### Problem to solve
Set every record down again, identical to the original.

== Listed entries

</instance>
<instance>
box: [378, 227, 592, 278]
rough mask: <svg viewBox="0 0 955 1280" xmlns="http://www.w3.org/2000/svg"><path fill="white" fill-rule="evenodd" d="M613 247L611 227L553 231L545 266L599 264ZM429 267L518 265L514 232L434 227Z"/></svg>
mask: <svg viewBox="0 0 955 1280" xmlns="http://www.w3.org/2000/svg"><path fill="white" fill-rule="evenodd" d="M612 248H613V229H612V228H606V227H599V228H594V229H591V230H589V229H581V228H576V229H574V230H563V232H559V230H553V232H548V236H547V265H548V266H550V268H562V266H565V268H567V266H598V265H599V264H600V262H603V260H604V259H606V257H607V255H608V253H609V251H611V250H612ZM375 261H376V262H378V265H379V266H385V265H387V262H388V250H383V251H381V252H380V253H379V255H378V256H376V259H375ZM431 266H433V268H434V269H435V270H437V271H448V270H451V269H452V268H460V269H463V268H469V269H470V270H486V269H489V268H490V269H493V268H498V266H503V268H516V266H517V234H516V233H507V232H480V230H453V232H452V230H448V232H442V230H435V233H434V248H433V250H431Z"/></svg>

====

### Reply to the task
</instance>
<instance>
box: [378, 227, 592, 278]
rough mask: <svg viewBox="0 0 955 1280" xmlns="http://www.w3.org/2000/svg"><path fill="white" fill-rule="evenodd" d="M613 247L611 227L553 231L545 266L599 264ZM429 267L518 265L514 232L434 227Z"/></svg>
mask: <svg viewBox="0 0 955 1280" xmlns="http://www.w3.org/2000/svg"><path fill="white" fill-rule="evenodd" d="M612 248H613V229H612V228H606V227H599V228H594V229H591V230H589V229H581V228H576V229H574V230H563V232H559V230H553V232H548V236H547V265H548V266H550V268H562V266H565V268H567V266H598V265H599V264H600V262H603V260H604V259H606V257H607V255H608V253H609V251H611V250H612ZM375 261H376V262H378V265H379V266H385V265H387V262H388V250H383V251H381V252H380V253H379V255H378V256H376V259H375ZM431 266H433V268H434V269H435V270H437V271H448V270H451V269H452V268H460V269H463V268H469V269H470V270H486V269H489V268H490V269H493V268H498V266H503V268H516V266H517V234H516V233H507V232H480V230H453V232H452V230H448V232H442V230H435V233H434V248H433V250H431Z"/></svg>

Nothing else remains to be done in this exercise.